Stated exercise | The records below must be written out exactly, with every picture left behind.

## BEGIN

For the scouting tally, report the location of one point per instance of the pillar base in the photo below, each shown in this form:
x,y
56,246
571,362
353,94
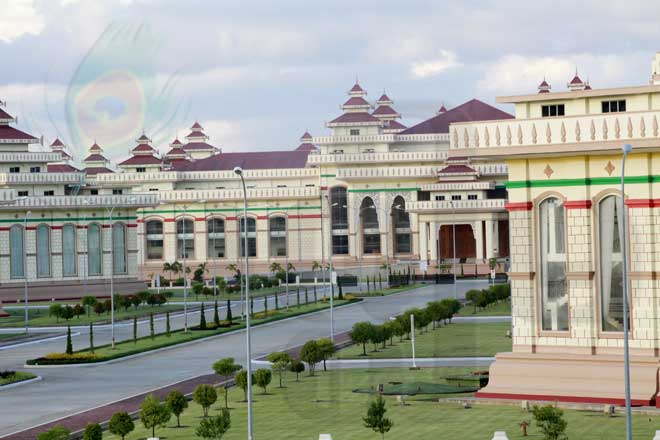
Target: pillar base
x,y
571,378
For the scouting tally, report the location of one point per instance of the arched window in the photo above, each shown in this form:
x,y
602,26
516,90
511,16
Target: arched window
x,y
552,258
119,248
401,226
43,251
252,237
94,250
16,251
185,236
216,235
69,250
154,240
610,241
369,223
339,220
277,227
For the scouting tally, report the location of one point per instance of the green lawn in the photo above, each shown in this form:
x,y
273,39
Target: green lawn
x,y
453,340
386,291
161,340
326,404
40,318
499,309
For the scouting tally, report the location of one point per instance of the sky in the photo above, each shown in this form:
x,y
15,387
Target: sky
x,y
257,74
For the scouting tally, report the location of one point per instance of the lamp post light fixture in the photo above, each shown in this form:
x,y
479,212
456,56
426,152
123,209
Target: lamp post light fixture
x,y
239,172
25,271
627,148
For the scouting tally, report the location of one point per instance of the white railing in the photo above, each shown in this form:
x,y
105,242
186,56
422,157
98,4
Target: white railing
x,y
42,178
385,172
381,138
55,202
29,156
175,176
458,186
237,194
385,157
555,131
458,205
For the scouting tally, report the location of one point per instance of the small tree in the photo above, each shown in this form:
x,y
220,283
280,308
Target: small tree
x,y
327,349
58,432
550,420
311,353
202,318
241,381
226,368
214,428
361,334
281,362
93,431
205,396
262,378
153,414
297,367
177,403
121,424
69,344
376,419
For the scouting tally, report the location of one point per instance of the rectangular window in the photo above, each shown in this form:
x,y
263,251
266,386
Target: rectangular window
x,y
552,110
614,106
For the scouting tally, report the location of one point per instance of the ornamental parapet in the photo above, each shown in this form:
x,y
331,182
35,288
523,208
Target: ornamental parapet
x,y
210,195
384,157
83,202
543,135
448,206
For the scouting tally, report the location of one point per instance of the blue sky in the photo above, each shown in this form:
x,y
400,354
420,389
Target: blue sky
x,y
257,74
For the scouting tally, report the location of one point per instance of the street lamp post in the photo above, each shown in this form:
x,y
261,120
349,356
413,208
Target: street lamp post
x,y
239,172
627,148
25,271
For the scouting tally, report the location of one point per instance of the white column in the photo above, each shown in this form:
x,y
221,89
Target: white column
x,y
490,244
423,241
477,230
434,241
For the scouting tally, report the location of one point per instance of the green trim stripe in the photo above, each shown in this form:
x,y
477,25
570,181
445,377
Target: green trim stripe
x,y
384,189
512,184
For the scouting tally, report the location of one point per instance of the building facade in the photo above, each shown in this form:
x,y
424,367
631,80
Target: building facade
x,y
564,157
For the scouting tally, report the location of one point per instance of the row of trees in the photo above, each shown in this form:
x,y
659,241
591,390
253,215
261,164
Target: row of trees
x,y
434,314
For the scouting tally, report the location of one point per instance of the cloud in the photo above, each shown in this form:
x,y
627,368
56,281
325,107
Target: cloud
x,y
432,67
18,18
514,73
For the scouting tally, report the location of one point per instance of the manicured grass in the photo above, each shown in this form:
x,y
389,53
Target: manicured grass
x,y
40,318
161,340
17,376
326,404
499,309
386,291
464,339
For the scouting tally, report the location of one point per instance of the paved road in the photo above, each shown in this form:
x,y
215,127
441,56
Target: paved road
x,y
68,390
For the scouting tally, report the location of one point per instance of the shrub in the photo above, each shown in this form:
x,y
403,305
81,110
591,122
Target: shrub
x,y
177,403
205,396
121,424
93,431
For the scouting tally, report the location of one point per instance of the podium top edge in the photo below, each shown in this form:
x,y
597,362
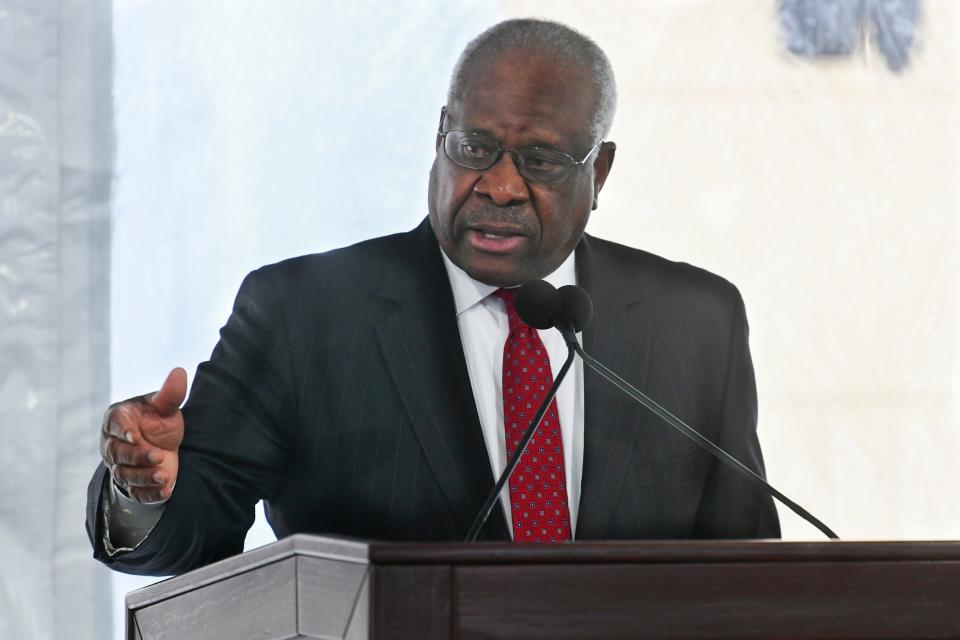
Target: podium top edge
x,y
665,551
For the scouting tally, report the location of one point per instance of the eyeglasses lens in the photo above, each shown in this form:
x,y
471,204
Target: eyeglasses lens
x,y
480,153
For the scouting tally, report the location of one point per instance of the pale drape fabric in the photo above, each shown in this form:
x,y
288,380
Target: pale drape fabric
x,y
56,147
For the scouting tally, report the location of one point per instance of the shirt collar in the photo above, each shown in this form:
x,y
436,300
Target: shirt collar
x,y
468,292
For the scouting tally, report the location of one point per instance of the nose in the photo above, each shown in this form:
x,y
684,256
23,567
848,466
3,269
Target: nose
x,y
502,183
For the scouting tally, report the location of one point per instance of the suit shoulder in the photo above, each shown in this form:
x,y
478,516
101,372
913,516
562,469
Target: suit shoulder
x,y
668,279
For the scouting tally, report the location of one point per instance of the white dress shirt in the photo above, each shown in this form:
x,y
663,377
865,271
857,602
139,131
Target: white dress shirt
x,y
484,327
482,320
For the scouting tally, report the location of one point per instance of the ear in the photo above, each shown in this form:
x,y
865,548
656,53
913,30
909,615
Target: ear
x,y
601,167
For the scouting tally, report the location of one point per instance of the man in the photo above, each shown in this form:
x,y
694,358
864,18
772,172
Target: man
x,y
368,391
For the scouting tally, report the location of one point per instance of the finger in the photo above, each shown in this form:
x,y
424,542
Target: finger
x,y
129,477
122,422
168,399
149,494
116,451
165,433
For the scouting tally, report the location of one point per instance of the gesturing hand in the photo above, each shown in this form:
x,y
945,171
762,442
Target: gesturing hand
x,y
140,440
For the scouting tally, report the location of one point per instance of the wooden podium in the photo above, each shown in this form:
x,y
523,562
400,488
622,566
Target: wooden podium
x,y
313,587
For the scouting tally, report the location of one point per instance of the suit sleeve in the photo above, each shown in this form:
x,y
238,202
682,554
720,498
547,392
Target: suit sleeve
x,y
732,506
237,440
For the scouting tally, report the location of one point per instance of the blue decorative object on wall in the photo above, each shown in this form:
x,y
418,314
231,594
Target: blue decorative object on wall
x,y
820,28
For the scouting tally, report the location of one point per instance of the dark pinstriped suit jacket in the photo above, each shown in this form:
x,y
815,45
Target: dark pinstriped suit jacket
x,y
339,394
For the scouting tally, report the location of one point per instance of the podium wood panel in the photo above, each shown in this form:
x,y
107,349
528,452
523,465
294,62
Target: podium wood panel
x,y
312,587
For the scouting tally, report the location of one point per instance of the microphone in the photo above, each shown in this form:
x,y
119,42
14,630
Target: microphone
x,y
575,312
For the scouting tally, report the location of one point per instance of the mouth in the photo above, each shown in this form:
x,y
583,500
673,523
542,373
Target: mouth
x,y
495,239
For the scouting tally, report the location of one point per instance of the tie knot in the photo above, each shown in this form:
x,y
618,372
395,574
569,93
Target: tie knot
x,y
507,295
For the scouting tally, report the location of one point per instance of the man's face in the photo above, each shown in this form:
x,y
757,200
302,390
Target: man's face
x,y
495,225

## END

Exercise solution |
For the scouting tally, report the location of one point per instance of the pillar base in the photo below, each shown in this form:
x,y
56,246
571,362
353,94
Target: pillar base
x,y
571,378
For the scouting tally, report the location of one point per instance of the arched window in the photo above, each shown in this form:
x,y
602,26
516,90
511,16
Target: arched window
x,y
552,258
119,248
401,226
43,251
252,237
94,250
16,251
185,236
216,235
69,250
154,240
610,241
369,223
339,220
277,227
For the scouting tally, report the location of one point per instance of the green lawn in the photo above, each shown in this form:
x,y
273,39
Target: green lawn
x,y
453,340
386,291
161,340
326,404
40,318
499,309
For the scouting tally, report the location of one point per instance of the sky in the photo above, each shown in this form:
x,y
15,387
Target: sky
x,y
257,74
For the scouting tally, report the location of one point per instance of the lamp post light fixture in the photo above, each shown in this form:
x,y
479,212
456,56
426,152
123,209
Target: lamp post light fixture
x,y
239,172
25,271
627,148
For the scouting tally, report the location of one point per instance of the white railing in the photo above, each shown in this form:
x,y
105,242
186,56
422,157
98,4
Target: white railing
x,y
42,178
385,172
381,138
55,202
29,156
175,176
458,186
237,194
385,157
555,131
458,205
For the scouting tally, report the location of one point per instance of the small tree in the photo above, each shown in this form:
x,y
220,283
280,308
Target: small tree
x,y
327,349
58,432
550,420
311,353
202,318
241,381
226,368
214,428
361,334
281,362
93,431
205,396
262,378
153,414
297,367
177,403
121,424
69,344
376,419
For the scouting tally, report the location of one point per instance of the rectangular window in the photo above, each shown in this form:
x,y
263,251
266,386
Target: rectangular window
x,y
552,110
614,106
For the scouting tally, report the location of one point per instance of the ornamental parapet in the photo above, each shown in this form:
x,y
331,182
35,288
523,208
Target: ornamental parapet
x,y
210,195
384,157
83,202
543,135
448,206
For the scouting tally, report the location of one point per instance of the blue sky in the photo above, each shown in this form:
x,y
400,354
420,389
Target: blue sky
x,y
257,74
For the scouting tally, report the location of one point per instance of the street lamp post in the photo above, each shown in this form:
x,y
261,120
349,356
413,208
Target: street lamp post
x,y
239,172
627,148
25,271
For the scouting tally, report the location of one point per instance of the white column in the photo above, each shown in this form:
x,y
221,89
Target: white column
x,y
490,244
423,241
477,230
434,241
For the scouting tally, report the location of one point per instance of the green trim stripe in the photo above, each shown in this form:
x,y
477,25
570,181
445,377
Target: green trim stripe
x,y
384,189
512,184
For the scouting tally, report the location of one point per instance of the building facade in the photo above, each shown in this form:
x,y
424,367
631,80
Target: building facade
x,y
564,157
For the scouting tally, report the location of one point per instance of the row of trees in the photo above, each shown in this form:
x,y
659,241
591,390
253,215
261,164
Target: row of trees
x,y
434,314
For the scouting tally, report the location of one point per instance of the cloud in the photo above, each shown in this form:
x,y
627,368
56,281
325,107
Target: cloud
x,y
432,67
18,18
514,73
For the scouting tally, report the location of one point per instance of the manicured grass in the photo above, each shown in this form:
x,y
389,53
Target: manicured grass
x,y
40,318
161,340
17,376
326,404
499,309
386,291
464,339
For the scouting tally, report the location of one point per instance of the paved road in the photo above, each shown in this form:
x,y
215,127
441,56
Target: paved road
x,y
68,390
For the scouting tally, report the location of one point per instance of the shrub in the photo above, each shown in this form:
x,y
403,305
81,110
591,122
Target: shrub
x,y
177,403
205,396
121,424
93,431
For the scouting tally, report the location of one point per instance of the podium top edge in the photo below, each shown in this form:
x,y
597,362
Target: podium top edge
x,y
665,551
For the scouting tally, report the location of one point per instance of the eyeglasses lens in the photo above, each shown in this form:
x,y
471,204
Target: eyeglasses lens
x,y
480,153
For the scouting tally, report the location of one point per instance of the pale drape fabric in the photo above, each shown in this form:
x,y
288,380
Target: pale drape fabric
x,y
56,147
For the scouting tally, report the location of one point per instance of the shirt collar in the photo above, each shown in this form:
x,y
436,300
Target: shirt collar
x,y
468,292
For the scouting tally, report the location of one point per instance of the nose in the photo above, each shown in this form:
x,y
684,256
23,567
848,466
3,269
Target: nose
x,y
502,183
For the scouting tally, report the location of one point per instance of the suit shoulder in the photo above, each shown in this form:
x,y
478,516
101,372
913,516
562,469
Target: suit shoulder
x,y
668,279
For the scouting tally, report the location of one point per instance of the white dress shirt in the photo above, each shown in this form:
x,y
663,377
865,271
857,602
139,131
Target: white dress shirt
x,y
484,327
482,320
For the scouting tally, report the location of one point per instance of the ear in the photo above, each shown in this form:
x,y
865,548
656,53
913,30
909,615
Target: ear
x,y
601,167
For the scouting tally, report the location of one point per instance of the man in the photo above, each shown in this form:
x,y
694,358
864,18
772,172
Target: man
x,y
368,391
For the scouting tally, report the location of one point per instance of the finger in the photo above, each shown in this form:
x,y
424,542
Target: finger
x,y
129,477
122,422
168,399
149,494
116,451
165,433
For the scouting tally, report the location of one point per instance of the gesturing hand in the photo above, each shown in this form:
x,y
945,171
762,442
Target: gesturing hand
x,y
140,440
For the scouting tally, report the location of one point per instance of the wooden podium in the photo above, each shown in this form:
x,y
523,562
400,488
622,566
Target: wooden podium
x,y
313,587
For the scouting tally, report the location of one point per instance of the suit sleeve in the photo above, each shown in this form:
x,y
238,202
682,554
720,498
547,392
Target: suit sleeve
x,y
732,506
237,440
For the scouting tally, report the location of one point per instance of the blue decorative object on wall in the photo above, each shown in this form:
x,y
418,314
231,594
Target: blue decorative object on wall
x,y
820,28
For the scouting tally, report the location of one point per instance of the dark pinstriped suit jacket in the photo above, each shown in this form:
x,y
815,45
Target: dark pinstriped suit jacket
x,y
339,394
For the scouting tally, report the location of one point per instance of the podium wood panel in the photo above, each shown in this form:
x,y
107,349
528,452
523,465
294,62
Target: podium wood panel
x,y
312,587
For the scouting tally, report the location of one point per instance of the microphone in the photo above, each shown in this form:
x,y
119,42
14,630
Target: microphone
x,y
575,312
For the scouting tally, report the location of one point per instance of the mouth in the photo above, each shown in this form:
x,y
583,500
673,523
542,373
Target: mouth
x,y
495,239
For the scouting tally, report the location of one point per instance of the tie knot in the photo above, each shown in this form:
x,y
618,372
395,574
569,93
Target: tie knot
x,y
507,295
For the scouting tally, report the location of one point per instance of the man's face in the photo above, each shown in this form:
x,y
757,200
302,390
Target: man's face
x,y
495,225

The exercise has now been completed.